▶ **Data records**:

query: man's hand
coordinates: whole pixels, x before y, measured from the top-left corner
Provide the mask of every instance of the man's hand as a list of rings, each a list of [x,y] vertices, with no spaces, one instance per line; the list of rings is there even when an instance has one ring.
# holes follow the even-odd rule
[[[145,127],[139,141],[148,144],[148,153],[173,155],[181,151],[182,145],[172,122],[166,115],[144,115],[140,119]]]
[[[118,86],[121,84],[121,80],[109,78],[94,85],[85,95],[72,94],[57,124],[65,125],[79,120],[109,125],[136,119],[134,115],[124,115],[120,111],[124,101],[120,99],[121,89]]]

▶ **THE PROBLEM**: Please repeat all the items above line for line, with no changes.

▶ **RESPONSE TO THIS EXERCISE**:
query: man's hand
coordinates: whole pixels, x before y, measured from the top-left corner
Provide the mask of every instance of the man's hand as a list of rings, each a list of [x,y] vertices, with no spaces, one instance per line; the list of rings is there even when an instance has one ring.
# holes follow the even-odd rule
[[[145,127],[139,141],[148,144],[148,153],[173,155],[181,151],[182,145],[172,122],[166,115],[144,115],[140,119]]]
[[[118,86],[121,84],[121,80],[109,78],[94,85],[85,95],[72,94],[57,124],[65,125],[79,120],[109,125],[136,119],[134,115],[124,115],[120,111],[124,101],[120,99],[121,89]]]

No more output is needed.